Exercise description: List every line in the records below that contains the word "ground", treating uppercase and lowercase letters as distinct.

Exercise materials:
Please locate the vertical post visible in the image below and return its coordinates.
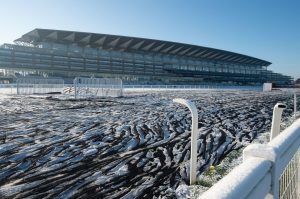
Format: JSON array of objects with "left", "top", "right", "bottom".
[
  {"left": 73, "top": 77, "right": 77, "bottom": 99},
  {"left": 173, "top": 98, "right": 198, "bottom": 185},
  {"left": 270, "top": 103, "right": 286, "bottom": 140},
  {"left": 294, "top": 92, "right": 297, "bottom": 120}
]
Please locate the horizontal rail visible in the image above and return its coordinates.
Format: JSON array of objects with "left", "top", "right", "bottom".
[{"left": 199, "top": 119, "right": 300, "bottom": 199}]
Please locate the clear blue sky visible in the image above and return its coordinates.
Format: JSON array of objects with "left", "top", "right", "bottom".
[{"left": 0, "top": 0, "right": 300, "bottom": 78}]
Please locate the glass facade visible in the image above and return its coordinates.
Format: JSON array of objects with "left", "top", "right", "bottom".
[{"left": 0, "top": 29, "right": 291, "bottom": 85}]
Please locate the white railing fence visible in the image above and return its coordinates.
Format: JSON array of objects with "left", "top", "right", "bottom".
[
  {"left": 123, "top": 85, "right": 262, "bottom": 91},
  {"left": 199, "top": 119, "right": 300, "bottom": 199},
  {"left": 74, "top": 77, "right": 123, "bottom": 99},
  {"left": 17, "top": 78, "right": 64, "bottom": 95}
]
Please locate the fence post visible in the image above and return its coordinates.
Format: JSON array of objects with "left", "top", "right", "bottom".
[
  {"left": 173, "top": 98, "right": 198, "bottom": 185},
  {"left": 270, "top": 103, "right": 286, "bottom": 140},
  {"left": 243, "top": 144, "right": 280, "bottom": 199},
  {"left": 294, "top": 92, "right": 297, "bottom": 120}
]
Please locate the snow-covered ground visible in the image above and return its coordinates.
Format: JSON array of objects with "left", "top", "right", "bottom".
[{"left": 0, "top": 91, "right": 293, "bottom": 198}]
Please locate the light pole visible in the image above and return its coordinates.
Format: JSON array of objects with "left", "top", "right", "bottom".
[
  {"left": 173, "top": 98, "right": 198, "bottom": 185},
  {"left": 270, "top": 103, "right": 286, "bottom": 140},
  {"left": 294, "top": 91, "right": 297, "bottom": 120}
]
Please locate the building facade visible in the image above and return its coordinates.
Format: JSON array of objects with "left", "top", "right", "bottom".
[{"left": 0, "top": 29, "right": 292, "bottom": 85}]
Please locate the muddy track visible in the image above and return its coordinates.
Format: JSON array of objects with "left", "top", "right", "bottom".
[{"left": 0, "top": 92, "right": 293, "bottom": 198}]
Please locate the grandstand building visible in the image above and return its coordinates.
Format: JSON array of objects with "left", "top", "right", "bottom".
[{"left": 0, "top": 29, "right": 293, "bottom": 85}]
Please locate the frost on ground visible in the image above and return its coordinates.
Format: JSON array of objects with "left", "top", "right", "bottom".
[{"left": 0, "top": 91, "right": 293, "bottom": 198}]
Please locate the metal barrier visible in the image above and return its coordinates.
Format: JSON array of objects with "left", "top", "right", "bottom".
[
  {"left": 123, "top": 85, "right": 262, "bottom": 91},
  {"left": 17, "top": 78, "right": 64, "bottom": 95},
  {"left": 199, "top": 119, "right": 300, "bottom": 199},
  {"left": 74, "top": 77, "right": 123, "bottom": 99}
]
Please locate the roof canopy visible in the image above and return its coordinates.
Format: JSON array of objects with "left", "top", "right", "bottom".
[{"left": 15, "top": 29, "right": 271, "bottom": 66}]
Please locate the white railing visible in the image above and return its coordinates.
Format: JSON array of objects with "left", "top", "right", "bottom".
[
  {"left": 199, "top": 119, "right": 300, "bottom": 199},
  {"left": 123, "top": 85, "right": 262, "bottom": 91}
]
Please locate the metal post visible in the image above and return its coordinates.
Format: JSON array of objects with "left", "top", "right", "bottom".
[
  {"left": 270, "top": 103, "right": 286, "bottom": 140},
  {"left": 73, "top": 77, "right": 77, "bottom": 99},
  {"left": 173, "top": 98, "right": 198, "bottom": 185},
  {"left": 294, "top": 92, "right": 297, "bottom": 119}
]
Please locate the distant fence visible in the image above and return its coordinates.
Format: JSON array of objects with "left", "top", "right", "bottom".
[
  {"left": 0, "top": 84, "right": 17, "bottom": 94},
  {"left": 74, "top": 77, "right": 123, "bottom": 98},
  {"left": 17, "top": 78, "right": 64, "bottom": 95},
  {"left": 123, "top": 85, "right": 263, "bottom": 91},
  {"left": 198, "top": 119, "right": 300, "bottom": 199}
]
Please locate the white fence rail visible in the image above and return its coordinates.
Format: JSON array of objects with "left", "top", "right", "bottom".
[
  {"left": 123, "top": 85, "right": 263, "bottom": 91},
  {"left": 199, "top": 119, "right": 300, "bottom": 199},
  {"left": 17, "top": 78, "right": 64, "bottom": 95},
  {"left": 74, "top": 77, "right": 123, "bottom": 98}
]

* * *

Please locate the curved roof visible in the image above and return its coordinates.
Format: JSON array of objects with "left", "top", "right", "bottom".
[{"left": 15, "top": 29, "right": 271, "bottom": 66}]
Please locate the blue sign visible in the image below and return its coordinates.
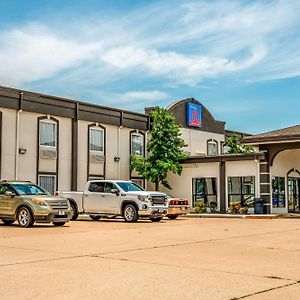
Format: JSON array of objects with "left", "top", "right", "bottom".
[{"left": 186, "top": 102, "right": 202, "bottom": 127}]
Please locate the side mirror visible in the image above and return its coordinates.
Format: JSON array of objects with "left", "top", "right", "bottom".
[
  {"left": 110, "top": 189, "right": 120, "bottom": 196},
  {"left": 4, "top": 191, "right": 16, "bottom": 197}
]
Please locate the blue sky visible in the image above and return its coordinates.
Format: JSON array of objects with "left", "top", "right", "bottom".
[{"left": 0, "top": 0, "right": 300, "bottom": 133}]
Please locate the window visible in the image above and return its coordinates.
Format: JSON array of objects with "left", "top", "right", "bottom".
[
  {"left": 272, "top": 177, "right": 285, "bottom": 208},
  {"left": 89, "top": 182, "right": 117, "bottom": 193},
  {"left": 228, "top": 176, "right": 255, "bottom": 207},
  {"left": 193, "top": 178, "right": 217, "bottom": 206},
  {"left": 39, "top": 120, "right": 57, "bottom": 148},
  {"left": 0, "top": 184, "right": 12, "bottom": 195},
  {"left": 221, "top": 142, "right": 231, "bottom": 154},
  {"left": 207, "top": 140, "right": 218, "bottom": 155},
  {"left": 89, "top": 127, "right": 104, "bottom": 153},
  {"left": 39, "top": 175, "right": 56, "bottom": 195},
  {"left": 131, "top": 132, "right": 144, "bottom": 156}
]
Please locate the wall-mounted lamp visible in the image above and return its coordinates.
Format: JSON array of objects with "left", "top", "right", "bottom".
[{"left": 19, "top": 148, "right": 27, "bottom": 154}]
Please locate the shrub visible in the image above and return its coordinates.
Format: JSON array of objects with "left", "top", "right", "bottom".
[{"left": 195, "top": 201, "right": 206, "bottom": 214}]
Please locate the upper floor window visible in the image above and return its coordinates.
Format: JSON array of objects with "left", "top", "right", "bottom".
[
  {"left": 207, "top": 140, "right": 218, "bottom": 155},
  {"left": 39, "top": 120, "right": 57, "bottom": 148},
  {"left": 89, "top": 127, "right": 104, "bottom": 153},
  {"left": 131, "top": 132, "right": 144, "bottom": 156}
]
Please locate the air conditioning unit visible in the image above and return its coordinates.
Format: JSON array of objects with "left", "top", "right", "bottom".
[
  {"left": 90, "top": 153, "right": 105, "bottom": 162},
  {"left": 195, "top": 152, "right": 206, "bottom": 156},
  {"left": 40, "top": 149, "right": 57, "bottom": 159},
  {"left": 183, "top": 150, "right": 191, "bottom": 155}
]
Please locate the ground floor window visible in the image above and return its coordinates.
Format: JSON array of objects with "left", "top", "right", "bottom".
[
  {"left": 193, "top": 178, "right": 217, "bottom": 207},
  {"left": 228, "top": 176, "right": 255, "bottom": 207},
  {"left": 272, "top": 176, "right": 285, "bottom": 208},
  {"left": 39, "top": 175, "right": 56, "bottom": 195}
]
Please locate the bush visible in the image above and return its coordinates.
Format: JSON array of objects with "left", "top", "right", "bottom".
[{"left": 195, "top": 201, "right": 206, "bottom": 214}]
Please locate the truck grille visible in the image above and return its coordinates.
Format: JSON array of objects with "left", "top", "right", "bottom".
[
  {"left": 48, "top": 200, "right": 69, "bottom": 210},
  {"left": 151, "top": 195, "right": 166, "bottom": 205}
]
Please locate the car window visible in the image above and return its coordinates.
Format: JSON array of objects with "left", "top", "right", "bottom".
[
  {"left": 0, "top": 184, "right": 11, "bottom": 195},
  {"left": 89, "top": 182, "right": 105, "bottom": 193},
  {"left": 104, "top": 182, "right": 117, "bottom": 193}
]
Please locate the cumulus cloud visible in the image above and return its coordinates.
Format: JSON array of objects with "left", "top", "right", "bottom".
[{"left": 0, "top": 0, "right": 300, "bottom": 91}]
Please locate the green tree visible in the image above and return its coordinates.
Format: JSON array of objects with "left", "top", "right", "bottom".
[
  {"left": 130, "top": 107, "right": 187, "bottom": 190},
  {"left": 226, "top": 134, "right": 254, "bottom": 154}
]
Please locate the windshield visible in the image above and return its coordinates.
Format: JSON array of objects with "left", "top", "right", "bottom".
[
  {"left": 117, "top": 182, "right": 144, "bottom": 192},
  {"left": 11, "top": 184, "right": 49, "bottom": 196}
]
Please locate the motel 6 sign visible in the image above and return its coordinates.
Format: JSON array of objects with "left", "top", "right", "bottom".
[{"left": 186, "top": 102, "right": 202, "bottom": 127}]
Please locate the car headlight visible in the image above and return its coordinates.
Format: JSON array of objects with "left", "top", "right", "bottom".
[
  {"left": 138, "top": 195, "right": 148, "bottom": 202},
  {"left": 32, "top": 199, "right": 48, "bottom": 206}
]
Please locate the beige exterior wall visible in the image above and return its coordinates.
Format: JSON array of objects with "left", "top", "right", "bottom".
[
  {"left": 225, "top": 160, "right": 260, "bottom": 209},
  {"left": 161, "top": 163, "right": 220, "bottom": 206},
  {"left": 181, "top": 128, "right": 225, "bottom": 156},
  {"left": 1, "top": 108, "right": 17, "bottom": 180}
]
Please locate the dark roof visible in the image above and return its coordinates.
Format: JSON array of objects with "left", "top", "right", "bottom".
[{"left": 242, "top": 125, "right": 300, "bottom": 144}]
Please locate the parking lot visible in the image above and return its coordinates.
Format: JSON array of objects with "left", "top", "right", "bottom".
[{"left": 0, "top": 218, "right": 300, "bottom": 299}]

==

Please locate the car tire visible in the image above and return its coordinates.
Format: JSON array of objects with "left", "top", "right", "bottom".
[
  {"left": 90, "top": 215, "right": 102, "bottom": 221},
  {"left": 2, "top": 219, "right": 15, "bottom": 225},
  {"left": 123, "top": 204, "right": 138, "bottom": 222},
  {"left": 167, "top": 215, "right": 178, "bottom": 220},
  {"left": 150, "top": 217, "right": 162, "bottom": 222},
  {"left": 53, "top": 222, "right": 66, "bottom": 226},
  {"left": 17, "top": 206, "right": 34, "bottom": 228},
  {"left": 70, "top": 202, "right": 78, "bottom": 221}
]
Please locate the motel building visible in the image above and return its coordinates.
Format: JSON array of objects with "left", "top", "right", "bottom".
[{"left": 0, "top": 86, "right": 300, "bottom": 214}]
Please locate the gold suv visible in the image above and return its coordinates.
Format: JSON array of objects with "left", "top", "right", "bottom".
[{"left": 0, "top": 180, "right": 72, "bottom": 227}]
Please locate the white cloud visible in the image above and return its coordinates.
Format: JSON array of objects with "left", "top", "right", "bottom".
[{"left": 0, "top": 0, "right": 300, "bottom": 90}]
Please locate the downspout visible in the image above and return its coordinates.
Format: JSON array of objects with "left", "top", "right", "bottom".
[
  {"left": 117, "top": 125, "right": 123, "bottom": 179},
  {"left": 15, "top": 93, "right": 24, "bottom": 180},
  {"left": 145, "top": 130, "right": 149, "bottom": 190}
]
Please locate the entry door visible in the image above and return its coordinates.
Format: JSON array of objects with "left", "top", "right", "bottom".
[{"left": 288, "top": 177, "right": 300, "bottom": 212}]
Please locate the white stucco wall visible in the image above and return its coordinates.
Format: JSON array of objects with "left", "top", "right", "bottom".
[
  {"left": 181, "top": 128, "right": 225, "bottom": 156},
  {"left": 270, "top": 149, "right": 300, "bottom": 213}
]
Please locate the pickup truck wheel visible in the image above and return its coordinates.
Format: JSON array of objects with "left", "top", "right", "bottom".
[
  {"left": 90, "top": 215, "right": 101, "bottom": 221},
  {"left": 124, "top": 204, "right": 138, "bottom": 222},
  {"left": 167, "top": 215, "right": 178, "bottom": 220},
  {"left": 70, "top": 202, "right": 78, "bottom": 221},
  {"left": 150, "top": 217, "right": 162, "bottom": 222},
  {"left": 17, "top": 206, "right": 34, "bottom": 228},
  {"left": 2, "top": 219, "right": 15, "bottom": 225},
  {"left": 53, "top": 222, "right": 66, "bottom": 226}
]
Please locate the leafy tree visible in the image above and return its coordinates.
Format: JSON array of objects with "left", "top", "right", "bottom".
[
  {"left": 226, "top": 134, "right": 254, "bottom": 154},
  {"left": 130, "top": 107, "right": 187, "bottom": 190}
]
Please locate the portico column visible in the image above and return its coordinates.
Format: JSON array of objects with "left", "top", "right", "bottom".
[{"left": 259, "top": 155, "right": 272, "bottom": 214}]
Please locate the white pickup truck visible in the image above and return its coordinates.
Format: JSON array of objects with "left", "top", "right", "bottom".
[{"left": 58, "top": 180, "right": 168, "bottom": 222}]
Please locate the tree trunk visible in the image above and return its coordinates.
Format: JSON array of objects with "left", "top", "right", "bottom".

Answer to the problem:
Please locate the snow-covered ground visible in the image above and return its coordinates.
Please locate the frost on ground visible in the image above and return its coordinates.
Please locate the ground floor window visible in the image above and return its coordinates.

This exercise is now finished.